Stated goal>
Display each line of the records below that contains the word "roof".

● ● ● ● ●

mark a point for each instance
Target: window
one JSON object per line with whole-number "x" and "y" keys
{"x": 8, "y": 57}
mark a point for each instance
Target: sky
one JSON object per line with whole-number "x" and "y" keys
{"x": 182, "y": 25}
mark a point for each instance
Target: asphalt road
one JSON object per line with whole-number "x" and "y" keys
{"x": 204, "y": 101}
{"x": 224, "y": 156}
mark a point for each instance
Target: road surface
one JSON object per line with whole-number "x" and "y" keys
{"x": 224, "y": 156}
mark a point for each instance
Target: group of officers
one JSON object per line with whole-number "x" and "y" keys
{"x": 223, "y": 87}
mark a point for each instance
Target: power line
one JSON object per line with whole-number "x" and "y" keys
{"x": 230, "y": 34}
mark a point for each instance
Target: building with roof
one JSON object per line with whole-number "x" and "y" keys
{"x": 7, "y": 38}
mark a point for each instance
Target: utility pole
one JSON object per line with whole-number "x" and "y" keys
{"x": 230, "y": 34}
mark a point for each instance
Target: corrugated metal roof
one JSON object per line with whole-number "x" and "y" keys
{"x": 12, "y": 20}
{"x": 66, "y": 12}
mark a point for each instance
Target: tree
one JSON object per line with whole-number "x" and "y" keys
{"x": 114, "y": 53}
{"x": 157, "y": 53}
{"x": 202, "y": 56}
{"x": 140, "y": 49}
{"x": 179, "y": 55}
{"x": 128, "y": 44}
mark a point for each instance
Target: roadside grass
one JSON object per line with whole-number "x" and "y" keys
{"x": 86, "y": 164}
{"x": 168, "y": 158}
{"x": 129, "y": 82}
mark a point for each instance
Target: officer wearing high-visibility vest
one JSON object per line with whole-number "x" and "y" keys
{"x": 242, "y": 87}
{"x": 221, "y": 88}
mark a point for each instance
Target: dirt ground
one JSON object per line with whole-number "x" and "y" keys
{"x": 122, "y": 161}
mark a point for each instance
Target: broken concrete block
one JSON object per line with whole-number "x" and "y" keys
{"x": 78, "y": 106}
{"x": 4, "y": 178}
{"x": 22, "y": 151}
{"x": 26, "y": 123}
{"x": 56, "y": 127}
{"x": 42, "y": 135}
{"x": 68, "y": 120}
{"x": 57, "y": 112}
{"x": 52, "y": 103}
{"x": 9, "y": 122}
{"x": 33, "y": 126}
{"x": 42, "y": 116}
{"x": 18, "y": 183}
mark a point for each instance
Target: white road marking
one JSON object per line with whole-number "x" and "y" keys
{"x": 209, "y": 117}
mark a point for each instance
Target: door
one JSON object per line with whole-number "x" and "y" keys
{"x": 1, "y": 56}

● ● ● ● ●

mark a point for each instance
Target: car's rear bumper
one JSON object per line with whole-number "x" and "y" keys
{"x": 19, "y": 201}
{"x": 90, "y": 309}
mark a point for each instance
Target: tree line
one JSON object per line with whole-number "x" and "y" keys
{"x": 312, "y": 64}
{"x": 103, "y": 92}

● ● ● ● ●

Finished task>
Target: building with roof
Target: corrugated metal roof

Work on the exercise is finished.